┏━━
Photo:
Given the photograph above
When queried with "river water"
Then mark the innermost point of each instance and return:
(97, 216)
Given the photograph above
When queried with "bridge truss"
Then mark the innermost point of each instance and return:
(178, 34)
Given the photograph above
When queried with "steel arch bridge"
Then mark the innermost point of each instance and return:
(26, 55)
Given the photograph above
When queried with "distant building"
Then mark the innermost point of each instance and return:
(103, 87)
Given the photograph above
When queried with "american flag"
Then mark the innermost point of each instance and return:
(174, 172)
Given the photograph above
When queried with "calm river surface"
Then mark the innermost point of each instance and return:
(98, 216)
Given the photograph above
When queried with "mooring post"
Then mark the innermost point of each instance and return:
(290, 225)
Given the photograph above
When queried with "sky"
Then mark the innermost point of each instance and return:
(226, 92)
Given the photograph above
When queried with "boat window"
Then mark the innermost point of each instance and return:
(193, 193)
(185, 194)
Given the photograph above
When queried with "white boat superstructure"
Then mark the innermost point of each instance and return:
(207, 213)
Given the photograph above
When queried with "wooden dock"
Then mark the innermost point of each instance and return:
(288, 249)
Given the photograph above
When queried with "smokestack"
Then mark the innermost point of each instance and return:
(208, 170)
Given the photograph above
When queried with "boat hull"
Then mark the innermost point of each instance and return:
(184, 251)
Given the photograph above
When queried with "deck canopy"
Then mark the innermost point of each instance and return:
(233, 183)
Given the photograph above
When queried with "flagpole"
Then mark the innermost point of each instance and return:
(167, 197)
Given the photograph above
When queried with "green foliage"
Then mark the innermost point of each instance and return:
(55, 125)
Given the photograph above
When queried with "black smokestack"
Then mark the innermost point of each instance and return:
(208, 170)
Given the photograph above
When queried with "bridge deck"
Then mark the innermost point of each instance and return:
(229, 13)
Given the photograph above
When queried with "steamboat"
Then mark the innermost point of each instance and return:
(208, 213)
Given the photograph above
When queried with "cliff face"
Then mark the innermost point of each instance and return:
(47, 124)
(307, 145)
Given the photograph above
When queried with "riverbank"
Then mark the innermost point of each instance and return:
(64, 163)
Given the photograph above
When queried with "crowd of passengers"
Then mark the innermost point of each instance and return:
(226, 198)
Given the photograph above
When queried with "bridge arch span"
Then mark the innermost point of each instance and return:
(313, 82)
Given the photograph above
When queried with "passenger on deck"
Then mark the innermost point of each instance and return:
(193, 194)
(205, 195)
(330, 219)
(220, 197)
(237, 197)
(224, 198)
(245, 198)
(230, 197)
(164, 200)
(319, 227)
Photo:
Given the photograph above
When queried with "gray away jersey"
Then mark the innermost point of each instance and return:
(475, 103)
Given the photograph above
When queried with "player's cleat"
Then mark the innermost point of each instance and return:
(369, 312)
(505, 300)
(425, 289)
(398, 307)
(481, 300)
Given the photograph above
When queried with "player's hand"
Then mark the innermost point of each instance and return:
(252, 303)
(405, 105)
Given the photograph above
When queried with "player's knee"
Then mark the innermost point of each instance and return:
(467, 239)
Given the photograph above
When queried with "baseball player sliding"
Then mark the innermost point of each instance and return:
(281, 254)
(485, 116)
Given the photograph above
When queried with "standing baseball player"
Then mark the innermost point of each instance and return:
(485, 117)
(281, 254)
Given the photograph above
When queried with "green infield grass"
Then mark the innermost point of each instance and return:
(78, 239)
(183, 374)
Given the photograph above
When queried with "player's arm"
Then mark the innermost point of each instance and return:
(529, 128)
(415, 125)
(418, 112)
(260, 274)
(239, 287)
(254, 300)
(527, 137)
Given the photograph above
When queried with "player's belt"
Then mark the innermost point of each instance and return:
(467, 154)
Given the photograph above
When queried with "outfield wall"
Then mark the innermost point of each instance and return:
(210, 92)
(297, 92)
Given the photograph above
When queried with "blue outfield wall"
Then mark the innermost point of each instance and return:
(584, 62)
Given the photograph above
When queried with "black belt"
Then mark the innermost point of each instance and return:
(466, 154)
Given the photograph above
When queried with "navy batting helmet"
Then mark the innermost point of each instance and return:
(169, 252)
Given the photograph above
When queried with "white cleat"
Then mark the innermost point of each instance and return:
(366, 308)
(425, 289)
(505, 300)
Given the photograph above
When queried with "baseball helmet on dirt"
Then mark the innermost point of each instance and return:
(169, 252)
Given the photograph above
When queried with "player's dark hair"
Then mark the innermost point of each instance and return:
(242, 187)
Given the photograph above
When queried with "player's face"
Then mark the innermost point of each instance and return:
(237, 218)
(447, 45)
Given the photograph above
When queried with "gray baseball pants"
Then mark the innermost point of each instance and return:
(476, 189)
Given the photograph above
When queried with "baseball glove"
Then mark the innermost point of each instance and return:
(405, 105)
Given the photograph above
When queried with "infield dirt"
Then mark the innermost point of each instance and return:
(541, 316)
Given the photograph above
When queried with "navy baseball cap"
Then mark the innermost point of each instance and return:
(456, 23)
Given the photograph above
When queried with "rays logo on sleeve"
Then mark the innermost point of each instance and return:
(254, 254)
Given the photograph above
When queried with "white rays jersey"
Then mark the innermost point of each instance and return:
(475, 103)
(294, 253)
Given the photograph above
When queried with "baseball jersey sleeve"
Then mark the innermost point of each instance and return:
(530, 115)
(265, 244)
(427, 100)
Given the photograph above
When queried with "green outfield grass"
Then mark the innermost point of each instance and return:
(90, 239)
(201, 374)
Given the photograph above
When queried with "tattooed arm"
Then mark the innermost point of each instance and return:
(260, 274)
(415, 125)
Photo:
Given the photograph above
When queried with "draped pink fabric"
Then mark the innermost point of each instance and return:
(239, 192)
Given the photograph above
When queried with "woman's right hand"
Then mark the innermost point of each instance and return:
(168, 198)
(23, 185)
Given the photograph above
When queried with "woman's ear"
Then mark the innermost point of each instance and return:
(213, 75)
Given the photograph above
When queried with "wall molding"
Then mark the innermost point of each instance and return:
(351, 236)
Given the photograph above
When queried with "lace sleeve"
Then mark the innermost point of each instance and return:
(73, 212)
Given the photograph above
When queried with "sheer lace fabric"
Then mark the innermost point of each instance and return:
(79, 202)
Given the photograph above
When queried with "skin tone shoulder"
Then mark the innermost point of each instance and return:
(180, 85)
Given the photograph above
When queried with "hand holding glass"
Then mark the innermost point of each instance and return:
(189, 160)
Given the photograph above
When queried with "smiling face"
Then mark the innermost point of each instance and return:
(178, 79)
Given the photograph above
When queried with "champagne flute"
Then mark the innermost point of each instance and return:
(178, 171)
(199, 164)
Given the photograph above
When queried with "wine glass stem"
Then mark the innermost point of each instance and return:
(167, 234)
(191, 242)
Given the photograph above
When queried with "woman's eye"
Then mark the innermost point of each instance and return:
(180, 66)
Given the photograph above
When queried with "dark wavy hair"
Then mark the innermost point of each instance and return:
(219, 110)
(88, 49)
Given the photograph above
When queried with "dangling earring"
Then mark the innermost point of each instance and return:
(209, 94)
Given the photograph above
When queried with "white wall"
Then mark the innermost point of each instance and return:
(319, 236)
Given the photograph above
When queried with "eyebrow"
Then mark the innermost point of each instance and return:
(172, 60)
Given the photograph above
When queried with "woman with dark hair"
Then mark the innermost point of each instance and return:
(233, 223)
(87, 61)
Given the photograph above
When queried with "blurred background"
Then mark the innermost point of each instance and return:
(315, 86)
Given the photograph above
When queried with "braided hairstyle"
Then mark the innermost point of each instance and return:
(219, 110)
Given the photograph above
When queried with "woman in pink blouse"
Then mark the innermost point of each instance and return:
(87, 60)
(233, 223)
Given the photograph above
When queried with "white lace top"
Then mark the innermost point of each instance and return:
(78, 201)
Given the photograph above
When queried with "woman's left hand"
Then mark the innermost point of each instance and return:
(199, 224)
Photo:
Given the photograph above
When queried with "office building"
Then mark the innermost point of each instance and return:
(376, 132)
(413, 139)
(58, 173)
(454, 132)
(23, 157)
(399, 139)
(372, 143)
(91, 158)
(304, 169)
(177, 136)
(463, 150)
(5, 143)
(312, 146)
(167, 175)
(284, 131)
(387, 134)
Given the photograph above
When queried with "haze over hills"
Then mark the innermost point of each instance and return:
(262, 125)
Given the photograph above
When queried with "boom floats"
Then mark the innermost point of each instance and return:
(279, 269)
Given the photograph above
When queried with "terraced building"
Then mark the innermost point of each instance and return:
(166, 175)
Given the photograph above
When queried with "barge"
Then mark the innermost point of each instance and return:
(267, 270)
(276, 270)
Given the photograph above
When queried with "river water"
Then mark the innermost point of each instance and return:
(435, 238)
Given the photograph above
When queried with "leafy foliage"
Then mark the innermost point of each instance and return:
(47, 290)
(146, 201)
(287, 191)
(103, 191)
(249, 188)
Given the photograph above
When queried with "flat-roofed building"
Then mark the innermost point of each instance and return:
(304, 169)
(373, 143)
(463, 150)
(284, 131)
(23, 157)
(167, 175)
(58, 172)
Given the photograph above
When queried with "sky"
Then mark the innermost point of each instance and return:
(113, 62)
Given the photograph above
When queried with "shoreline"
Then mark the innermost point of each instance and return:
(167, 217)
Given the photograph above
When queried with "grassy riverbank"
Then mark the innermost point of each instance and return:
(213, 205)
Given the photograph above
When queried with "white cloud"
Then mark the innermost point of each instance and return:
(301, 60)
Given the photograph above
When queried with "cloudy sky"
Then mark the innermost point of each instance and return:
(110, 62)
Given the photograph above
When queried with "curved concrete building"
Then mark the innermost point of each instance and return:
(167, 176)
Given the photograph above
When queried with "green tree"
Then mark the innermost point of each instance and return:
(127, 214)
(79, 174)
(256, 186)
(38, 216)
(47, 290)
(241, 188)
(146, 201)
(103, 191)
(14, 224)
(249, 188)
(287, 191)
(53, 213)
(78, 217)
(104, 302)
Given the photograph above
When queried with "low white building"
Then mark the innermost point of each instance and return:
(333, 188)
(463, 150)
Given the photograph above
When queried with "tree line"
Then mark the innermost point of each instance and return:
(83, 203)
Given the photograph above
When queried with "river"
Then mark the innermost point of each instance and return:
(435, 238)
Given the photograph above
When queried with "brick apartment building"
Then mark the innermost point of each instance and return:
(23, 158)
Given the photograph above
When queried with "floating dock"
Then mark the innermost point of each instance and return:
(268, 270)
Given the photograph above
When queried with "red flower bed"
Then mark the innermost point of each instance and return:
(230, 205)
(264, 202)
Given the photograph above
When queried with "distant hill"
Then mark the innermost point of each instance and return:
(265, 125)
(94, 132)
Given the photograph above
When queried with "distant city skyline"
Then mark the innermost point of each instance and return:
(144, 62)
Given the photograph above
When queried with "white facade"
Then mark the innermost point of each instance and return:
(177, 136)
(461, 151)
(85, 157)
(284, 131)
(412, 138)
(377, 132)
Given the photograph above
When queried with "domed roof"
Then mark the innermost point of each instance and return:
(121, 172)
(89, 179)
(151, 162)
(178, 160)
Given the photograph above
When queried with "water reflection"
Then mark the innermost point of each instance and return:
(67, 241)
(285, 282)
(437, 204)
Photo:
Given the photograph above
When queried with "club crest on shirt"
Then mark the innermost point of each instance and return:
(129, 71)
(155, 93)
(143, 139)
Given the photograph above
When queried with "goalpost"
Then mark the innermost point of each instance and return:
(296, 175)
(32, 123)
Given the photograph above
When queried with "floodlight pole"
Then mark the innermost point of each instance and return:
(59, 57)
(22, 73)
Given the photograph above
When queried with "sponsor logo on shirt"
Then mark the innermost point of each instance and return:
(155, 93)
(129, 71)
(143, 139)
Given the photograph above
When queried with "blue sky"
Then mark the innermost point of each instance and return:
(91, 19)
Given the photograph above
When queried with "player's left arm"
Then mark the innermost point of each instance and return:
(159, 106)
┗━━
● Work order
Each line that includes the word "arch" counts once; report how many such lines the entries have, and nothing else.

● Solution for this problem
2